* _Document text_
● ● ● ● ●

Sustainability | ~ 4 min read
Fast fashion: costing the earth?
Fashion’s damaging environmental and social impact is drawing scrutiny. Where once retailers focused on two collections a year, consumers’ passion for fast fashion now means continuous release of new, sometimes low quality, products. How can the industry combine affordability with responsibility?
Fast fashion could be costing the earth. The industry uses more energy than the aviation and shipping sectors combined and contributes 10% of all global greenhouse gases according to the UN.1 At the same time natural resources are being increasingly depleted to meet rising clothing demand, while waste is becoming unmanageable.
There is increased scrutiny on the social impacts from cheap clothing, with many instances of poor working conditions, forced labour and child labour. Parts of the fashion industry need a makeover, but how?
New business models
Fashion retailers must transition from the current model of disposable fashion to longer-lasting and more sustainably manufactured products. We see two routes forward for fashion brands:
- Committing to make fashion “circular”. This has the potential to couple significant economic and sustainability opportunities, through initiatives like rental, resale or repurposing of clothes. It is estimated that clothes are worn an average of seven times before being discarded,2 resulting in 85% of clothes being incinerated or piling up in landfill each year.3 The potential for circularity in the industry is enormous.
- Addressing social issues around workers’ rights. We expect to see clothing companies setting higher labour standards, providing guidance for suppliers, and setting up mechanisms to make supply chains more transparent.
Government action
The textile industry is largely unregulated. Yet policymakers have the opportunity – and responsibility – to introduce stronger environmental standards. They should also make fashion brands accountable both for their negative impacts along the entire supply chain, and for their products at end-of-life.

● ● ● ● ●

Please answer from the fast fashion text: on average, how many times are clothes worn before being discarded?

* _Collected data entries_
● ● ● ● ●

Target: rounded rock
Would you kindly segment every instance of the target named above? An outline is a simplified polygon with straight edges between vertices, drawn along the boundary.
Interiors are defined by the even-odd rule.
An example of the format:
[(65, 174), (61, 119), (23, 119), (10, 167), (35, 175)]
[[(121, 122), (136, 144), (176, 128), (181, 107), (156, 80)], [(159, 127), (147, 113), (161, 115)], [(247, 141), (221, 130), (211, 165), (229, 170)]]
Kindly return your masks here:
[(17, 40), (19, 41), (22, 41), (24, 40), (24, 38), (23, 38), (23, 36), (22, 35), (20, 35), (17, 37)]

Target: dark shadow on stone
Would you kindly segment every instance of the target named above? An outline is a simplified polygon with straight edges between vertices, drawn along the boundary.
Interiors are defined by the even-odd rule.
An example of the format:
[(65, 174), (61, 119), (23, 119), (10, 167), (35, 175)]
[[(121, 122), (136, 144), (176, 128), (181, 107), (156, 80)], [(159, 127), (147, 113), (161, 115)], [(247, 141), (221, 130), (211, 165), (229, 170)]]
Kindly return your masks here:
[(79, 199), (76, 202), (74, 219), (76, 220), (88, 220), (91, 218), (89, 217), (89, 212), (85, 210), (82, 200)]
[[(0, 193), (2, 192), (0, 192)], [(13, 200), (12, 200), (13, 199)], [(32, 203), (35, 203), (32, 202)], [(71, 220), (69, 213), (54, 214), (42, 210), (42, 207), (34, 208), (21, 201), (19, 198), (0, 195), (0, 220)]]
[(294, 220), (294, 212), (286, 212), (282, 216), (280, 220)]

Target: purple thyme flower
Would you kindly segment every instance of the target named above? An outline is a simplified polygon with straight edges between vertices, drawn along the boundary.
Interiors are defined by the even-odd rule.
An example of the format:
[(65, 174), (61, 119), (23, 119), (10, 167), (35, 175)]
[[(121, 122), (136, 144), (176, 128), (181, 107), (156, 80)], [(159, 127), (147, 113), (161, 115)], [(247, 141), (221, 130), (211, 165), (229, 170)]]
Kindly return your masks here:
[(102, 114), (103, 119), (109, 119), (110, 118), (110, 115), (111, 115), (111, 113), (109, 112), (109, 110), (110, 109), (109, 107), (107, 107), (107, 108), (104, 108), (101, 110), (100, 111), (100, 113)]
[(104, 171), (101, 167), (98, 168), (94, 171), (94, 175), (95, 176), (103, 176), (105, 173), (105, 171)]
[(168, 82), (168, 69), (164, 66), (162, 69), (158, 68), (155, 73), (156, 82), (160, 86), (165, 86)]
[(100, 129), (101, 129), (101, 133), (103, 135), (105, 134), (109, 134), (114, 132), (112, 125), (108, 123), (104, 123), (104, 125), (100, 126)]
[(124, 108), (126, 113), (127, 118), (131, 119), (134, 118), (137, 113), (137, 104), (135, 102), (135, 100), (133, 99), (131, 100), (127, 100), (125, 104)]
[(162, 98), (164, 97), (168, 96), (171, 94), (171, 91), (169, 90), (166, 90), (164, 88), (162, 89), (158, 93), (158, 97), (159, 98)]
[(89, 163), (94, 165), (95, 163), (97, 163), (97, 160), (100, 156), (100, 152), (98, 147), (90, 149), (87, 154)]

● ● ● ● ●

* _Exercise solution_
Seven times.